* [Task data]
============================================================
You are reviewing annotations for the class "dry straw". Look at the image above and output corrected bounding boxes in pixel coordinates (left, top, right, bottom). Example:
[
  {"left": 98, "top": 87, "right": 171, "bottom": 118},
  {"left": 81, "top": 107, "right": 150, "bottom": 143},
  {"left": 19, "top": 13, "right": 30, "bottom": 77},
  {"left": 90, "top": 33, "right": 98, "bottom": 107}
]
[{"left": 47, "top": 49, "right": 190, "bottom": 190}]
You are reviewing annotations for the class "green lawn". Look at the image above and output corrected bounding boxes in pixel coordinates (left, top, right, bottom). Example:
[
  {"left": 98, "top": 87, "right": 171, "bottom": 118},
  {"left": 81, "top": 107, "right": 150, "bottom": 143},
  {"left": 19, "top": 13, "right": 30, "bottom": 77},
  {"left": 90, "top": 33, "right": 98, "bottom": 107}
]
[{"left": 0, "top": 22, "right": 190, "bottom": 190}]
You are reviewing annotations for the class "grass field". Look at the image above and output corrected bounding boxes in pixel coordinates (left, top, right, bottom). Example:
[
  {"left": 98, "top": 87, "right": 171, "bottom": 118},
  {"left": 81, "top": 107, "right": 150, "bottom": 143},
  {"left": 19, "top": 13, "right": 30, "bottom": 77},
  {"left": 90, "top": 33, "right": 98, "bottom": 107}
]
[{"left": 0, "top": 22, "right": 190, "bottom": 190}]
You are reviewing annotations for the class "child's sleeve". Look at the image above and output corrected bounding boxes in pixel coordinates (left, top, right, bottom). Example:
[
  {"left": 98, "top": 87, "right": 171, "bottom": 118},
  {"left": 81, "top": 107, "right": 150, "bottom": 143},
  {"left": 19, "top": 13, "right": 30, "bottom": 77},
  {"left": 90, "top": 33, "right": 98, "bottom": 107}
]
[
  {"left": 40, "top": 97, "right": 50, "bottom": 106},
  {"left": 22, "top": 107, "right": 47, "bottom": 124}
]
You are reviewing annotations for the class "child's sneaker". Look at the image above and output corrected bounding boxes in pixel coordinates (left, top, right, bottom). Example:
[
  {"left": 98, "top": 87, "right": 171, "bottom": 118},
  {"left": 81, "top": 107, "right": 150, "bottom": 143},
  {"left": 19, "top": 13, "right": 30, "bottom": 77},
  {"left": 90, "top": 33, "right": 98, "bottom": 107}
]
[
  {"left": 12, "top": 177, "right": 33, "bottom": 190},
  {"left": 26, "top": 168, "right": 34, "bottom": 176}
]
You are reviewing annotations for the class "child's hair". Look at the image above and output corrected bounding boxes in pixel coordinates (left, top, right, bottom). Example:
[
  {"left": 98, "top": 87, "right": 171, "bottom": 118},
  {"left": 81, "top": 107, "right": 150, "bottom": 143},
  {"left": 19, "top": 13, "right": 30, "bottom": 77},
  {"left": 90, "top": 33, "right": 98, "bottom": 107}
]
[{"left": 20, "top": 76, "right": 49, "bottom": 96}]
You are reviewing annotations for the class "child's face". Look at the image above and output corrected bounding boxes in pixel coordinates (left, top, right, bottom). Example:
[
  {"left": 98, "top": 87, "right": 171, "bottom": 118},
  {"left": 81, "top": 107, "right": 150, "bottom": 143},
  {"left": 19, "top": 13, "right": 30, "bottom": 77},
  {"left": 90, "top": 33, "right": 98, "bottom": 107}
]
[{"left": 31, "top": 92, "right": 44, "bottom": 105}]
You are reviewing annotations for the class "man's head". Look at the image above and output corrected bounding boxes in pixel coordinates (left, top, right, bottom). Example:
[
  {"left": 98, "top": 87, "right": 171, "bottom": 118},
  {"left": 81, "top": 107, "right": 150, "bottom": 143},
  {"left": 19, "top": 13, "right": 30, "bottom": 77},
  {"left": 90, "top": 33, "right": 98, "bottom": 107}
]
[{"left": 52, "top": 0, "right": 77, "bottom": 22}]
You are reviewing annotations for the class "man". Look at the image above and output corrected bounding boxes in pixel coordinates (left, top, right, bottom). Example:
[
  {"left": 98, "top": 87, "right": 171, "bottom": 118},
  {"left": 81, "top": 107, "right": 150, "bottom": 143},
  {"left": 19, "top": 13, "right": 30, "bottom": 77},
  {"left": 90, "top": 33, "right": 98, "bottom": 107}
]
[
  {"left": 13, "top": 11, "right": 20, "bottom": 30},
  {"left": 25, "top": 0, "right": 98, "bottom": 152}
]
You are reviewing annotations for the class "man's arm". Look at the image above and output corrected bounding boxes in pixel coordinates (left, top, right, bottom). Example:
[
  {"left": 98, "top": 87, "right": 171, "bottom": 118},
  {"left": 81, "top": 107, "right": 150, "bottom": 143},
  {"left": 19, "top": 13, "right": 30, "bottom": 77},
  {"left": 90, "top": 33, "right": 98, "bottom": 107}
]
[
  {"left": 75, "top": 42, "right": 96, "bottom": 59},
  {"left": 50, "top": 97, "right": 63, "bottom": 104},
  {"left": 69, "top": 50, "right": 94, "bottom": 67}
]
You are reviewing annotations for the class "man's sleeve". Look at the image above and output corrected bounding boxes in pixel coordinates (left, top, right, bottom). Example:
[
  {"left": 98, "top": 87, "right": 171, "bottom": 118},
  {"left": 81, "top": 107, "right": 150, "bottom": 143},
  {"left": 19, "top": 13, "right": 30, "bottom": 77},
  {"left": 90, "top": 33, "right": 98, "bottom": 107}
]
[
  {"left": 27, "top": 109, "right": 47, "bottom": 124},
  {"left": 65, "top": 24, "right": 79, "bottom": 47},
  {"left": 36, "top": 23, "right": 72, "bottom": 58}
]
============================================================
* [Exercise description]
List every line of the records that contains the word "bounding".

* [Task result]
You are reviewing annotations for the class "dry straw". Look at the image above and output corrected bounding boxes in pixel coordinates (left, top, right, bottom). Example:
You are reviewing annotations for the class "green lawn". Look at the image above and output corrected bounding boxes in pixel coordinates (left, top, right, bottom). Example:
You are reviewing annotations for the class "grass field". Look at the image above and output corrected bounding boxes in pixel coordinates (left, top, right, bottom). Example:
You are reviewing annotations for the class "child's sleeve". Look at the image above and output corrected bounding boxes in pixel coordinates (left, top, right, bottom). Example:
You are reviewing annotations for the class "child's sneaker". Look at the image above and output corrected bounding boxes in pixel coordinates (left, top, right, bottom). Example:
You are reviewing annotations for the class "child's hair". Look at the image above and output corrected bounding boxes in pixel coordinates (left, top, right, bottom). Example:
You are reviewing annotations for the class "child's face". Look at the image above and output corrected bounding boxes in pixel coordinates (left, top, right, bottom). Example:
You are reviewing annotations for the class "man's head". Look at the image above and output corrected bounding boxes in pixel coordinates (left, top, right, bottom). Example:
You are reviewing annotations for the class "man". Look at the image above and output corrected bounding boxes in pixel coordinates (left, top, right, bottom). Example:
You are reviewing annotations for the class "man's arm". Look at the image above and output corrected bounding boxes in pixel coordinates (left, top, right, bottom). Example:
You are reviewing annotations for the class "man's sleeve". Look at the image above and output corrected bounding boxes in pixel coordinates (left, top, right, bottom). Example:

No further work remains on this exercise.